*PROBLEM TO SOLVE*:
Go through the data below and gather each line containing "building".

*RECORD EXCERPTS*:
########################################
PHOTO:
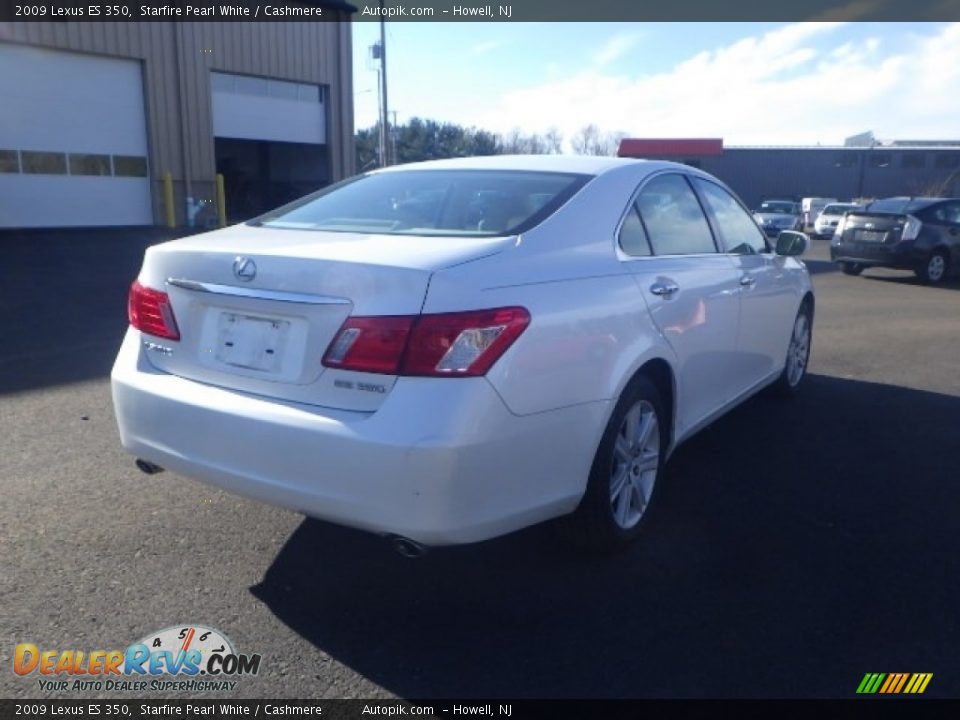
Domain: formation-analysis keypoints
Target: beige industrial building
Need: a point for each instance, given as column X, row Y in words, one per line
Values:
column 100, row 121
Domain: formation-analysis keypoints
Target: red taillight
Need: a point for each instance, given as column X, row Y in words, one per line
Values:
column 463, row 344
column 373, row 344
column 150, row 312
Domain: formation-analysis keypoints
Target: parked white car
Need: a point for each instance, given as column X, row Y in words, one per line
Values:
column 829, row 218
column 449, row 351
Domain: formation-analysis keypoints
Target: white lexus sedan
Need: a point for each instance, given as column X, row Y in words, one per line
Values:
column 445, row 352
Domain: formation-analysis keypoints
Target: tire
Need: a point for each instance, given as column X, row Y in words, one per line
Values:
column 935, row 269
column 798, row 354
column 623, row 476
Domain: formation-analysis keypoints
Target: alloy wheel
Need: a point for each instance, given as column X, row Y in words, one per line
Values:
column 636, row 460
column 799, row 350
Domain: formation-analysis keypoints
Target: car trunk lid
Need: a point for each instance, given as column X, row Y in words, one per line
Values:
column 257, row 307
column 873, row 228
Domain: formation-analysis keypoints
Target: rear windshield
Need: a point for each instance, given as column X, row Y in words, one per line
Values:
column 431, row 202
column 899, row 206
column 784, row 208
column 838, row 209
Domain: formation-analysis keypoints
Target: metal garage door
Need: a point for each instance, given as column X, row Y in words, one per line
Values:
column 73, row 142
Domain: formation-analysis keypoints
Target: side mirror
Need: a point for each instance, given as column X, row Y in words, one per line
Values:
column 790, row 242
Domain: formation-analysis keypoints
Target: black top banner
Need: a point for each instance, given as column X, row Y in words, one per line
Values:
column 476, row 11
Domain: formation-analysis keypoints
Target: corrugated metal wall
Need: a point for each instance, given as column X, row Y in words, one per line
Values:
column 177, row 59
column 758, row 173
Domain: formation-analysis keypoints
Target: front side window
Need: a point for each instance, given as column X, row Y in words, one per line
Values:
column 673, row 218
column 432, row 202
column 738, row 232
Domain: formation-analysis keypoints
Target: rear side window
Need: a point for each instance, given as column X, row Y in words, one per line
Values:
column 738, row 231
column 633, row 237
column 946, row 213
column 673, row 218
column 432, row 202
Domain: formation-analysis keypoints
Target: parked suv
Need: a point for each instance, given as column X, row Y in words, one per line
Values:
column 774, row 216
column 828, row 219
column 919, row 234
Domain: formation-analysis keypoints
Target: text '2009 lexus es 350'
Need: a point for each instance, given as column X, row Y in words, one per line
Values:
column 446, row 352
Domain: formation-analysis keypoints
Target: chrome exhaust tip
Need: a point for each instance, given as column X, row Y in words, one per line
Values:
column 148, row 468
column 408, row 548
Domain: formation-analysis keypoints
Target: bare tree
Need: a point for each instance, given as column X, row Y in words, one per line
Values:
column 517, row 143
column 589, row 140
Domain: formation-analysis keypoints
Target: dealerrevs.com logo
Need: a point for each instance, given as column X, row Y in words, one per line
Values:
column 185, row 658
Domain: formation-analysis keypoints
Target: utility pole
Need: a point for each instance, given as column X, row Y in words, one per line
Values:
column 384, row 112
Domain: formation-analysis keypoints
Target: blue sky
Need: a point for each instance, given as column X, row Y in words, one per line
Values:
column 749, row 83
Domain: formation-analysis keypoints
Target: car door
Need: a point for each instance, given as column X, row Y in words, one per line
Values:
column 767, row 302
column 690, row 288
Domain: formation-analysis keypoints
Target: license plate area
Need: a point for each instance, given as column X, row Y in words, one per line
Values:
column 870, row 235
column 251, row 342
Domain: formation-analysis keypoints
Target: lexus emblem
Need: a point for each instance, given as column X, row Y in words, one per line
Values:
column 244, row 268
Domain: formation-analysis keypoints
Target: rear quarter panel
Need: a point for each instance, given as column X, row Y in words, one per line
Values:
column 590, row 328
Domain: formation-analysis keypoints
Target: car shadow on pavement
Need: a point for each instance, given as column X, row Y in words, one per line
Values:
column 817, row 267
column 948, row 283
column 794, row 547
column 63, row 301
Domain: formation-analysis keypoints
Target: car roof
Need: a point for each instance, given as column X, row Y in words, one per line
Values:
column 917, row 200
column 578, row 164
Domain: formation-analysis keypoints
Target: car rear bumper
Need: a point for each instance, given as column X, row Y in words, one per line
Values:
column 443, row 461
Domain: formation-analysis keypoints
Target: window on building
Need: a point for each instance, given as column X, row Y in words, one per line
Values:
column 673, row 217
column 43, row 163
column 282, row 89
column 947, row 161
column 82, row 164
column 913, row 160
column 310, row 93
column 129, row 166
column 9, row 161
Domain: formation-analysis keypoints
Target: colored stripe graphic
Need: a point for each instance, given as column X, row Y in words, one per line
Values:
column 894, row 683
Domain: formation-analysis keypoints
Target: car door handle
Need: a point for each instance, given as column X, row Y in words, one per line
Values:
column 665, row 289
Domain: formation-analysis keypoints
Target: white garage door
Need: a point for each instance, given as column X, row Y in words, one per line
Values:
column 73, row 141
column 253, row 108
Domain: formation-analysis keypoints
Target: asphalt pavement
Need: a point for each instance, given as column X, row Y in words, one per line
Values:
column 794, row 546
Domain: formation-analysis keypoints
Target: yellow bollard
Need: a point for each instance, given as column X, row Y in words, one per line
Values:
column 221, row 201
column 168, row 200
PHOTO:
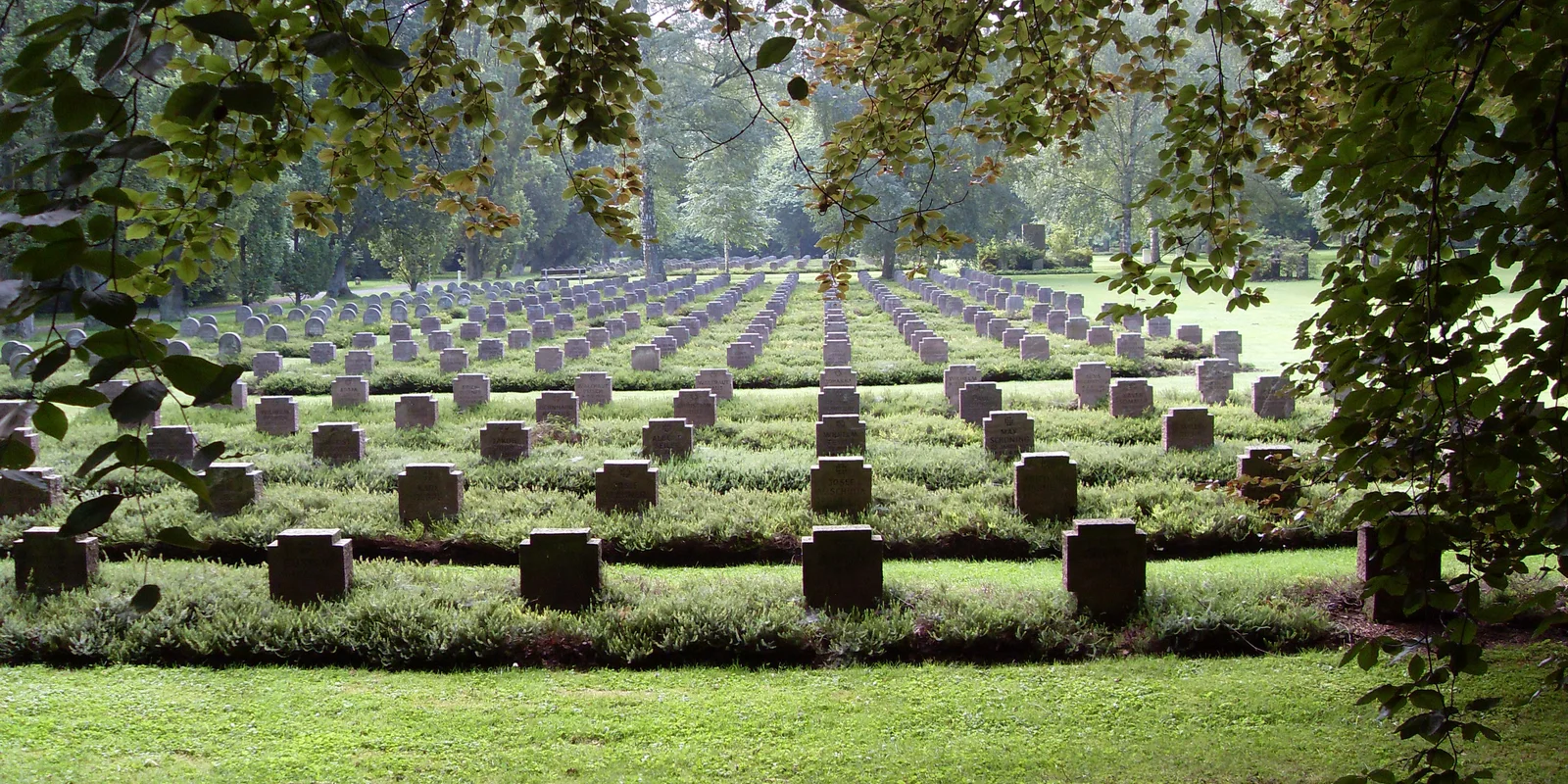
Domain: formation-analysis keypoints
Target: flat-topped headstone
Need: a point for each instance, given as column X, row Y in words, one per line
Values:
column 49, row 564
column 506, row 439
column 977, row 400
column 350, row 391
column 1188, row 430
column 1045, row 486
column 1104, row 566
column 428, row 491
column 561, row 568
column 838, row 400
column 626, row 486
column 595, row 389
column 1090, row 383
column 337, row 443
column 1274, row 397
column 548, row 360
column 557, row 405
column 698, row 407
column 1008, row 433
column 668, row 438
column 278, row 416
column 310, row 564
column 841, row 435
column 231, row 486
column 1131, row 397
column 172, row 443
column 469, row 391
column 841, row 485
column 843, row 568
column 715, row 380
column 416, row 412
column 1266, row 475
column 1215, row 378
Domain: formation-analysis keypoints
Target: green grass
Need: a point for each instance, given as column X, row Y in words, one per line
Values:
column 1147, row 720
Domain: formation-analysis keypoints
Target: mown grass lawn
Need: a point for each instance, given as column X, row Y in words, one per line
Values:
column 1137, row 720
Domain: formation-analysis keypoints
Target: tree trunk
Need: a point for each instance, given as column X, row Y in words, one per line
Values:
column 172, row 306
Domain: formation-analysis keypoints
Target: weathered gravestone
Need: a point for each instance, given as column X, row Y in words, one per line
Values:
column 561, row 568
column 626, row 486
column 231, row 486
column 841, row 485
column 337, row 443
column 1045, row 486
column 841, row 435
column 698, row 407
column 841, row 568
column 557, row 405
column 1188, row 430
column 416, row 412
column 310, row 564
column 49, row 564
column 428, row 491
column 506, row 439
column 668, row 438
column 1008, row 433
column 1131, row 397
column 278, row 416
column 1104, row 566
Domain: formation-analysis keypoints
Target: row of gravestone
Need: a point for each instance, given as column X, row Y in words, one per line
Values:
column 744, row 350
column 1104, row 564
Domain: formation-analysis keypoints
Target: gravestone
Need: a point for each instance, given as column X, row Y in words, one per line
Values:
column 506, row 439
column 1045, row 486
column 337, row 443
column 30, row 493
column 231, row 486
column 454, row 360
column 49, row 564
column 1090, row 383
column 1008, row 433
column 977, row 400
column 561, row 568
column 428, row 491
column 841, row 568
column 841, row 485
column 266, row 365
column 595, row 389
column 1034, row 349
column 310, row 564
column 321, row 353
column 954, row 380
column 1264, row 474
column 350, row 391
column 1131, row 397
column 698, row 407
column 556, row 405
column 1215, row 378
column 469, row 391
column 1129, row 345
column 841, row 435
column 668, row 438
column 416, row 412
column 1274, row 397
column 172, row 443
column 278, row 416
column 717, row 380
column 1188, row 430
column 838, row 400
column 1104, row 566
column 548, row 360
column 626, row 486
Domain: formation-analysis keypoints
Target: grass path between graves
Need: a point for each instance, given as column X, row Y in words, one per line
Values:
column 1147, row 720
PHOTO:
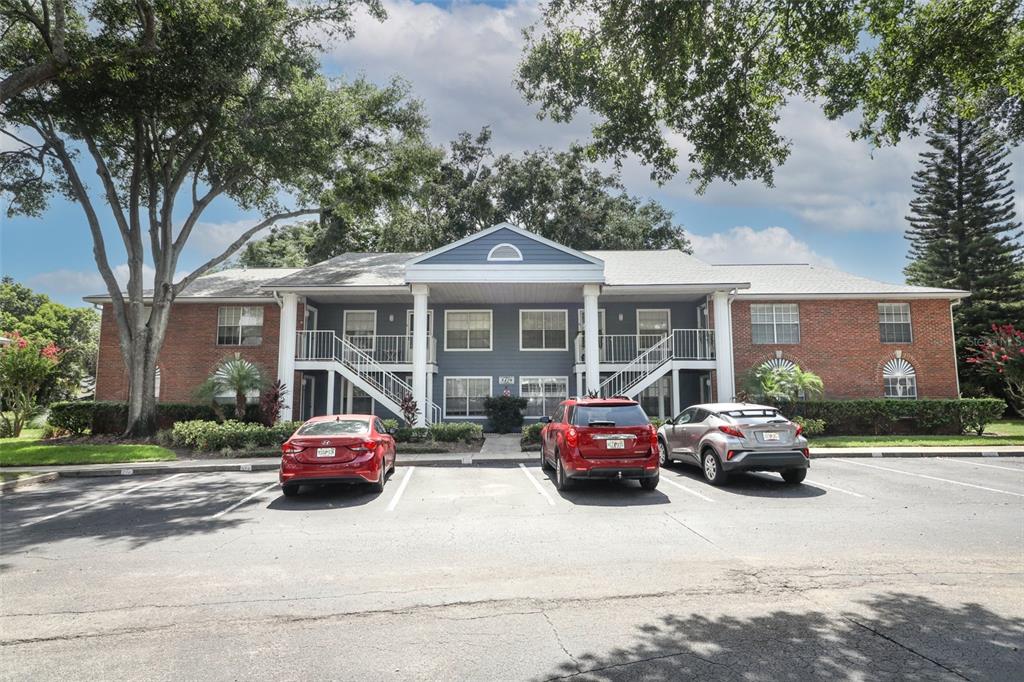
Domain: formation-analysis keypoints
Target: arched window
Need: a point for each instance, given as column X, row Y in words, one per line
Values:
column 505, row 252
column 900, row 379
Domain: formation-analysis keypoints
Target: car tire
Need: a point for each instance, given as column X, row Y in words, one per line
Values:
column 378, row 485
column 794, row 476
column 562, row 481
column 663, row 453
column 712, row 468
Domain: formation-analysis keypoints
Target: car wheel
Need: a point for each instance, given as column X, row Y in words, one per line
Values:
column 712, row 468
column 562, row 482
column 794, row 476
column 378, row 485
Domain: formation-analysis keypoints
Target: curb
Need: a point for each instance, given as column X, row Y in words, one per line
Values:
column 28, row 480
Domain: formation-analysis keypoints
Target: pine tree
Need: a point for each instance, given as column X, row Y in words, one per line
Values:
column 964, row 231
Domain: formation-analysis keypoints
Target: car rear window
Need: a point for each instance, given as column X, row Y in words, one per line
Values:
column 609, row 415
column 337, row 427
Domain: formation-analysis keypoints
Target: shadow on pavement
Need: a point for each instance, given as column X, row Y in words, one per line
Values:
column 894, row 637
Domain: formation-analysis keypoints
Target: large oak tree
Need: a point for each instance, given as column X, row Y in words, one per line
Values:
column 164, row 107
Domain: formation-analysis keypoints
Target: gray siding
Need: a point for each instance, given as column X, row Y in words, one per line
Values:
column 476, row 251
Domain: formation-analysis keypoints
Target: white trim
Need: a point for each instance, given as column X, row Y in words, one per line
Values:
column 491, row 393
column 344, row 327
column 494, row 228
column 498, row 259
column 542, row 379
column 565, row 316
column 491, row 344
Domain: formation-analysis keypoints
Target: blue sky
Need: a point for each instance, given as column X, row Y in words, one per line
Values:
column 836, row 202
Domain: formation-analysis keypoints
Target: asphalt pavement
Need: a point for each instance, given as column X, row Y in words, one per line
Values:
column 873, row 569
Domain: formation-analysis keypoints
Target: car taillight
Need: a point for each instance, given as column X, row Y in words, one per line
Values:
column 291, row 449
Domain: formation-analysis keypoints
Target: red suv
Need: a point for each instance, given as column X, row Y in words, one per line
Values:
column 600, row 438
column 337, row 449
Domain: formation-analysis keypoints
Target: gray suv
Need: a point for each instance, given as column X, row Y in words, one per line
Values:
column 722, row 437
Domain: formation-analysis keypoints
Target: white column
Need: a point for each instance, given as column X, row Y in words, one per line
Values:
column 676, row 408
column 420, row 293
column 330, row 391
column 286, row 350
column 591, row 341
column 723, row 347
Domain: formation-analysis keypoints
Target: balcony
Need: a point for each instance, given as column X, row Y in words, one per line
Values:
column 694, row 344
column 386, row 349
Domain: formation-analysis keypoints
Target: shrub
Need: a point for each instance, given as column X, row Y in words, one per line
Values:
column 73, row 417
column 505, row 412
column 211, row 436
column 530, row 434
column 455, row 431
column 886, row 416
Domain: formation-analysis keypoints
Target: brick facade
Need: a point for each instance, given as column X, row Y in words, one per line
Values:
column 840, row 342
column 189, row 351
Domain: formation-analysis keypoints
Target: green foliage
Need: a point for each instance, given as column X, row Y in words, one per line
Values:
column 75, row 331
column 882, row 416
column 811, row 426
column 211, row 436
column 456, row 431
column 505, row 413
column 781, row 384
column 719, row 73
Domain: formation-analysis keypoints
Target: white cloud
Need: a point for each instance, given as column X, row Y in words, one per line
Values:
column 745, row 245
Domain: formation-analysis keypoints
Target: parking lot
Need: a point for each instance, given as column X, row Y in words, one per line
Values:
column 875, row 568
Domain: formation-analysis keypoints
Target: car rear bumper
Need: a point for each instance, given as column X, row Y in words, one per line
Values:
column 774, row 461
column 364, row 469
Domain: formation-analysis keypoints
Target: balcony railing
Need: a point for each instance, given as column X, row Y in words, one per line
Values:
column 386, row 349
column 624, row 348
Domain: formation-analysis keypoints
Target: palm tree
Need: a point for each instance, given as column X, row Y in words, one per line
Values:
column 236, row 375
########################################
*WRITTEN RESPONSE*:
Target: beige industrial building
Target: window on building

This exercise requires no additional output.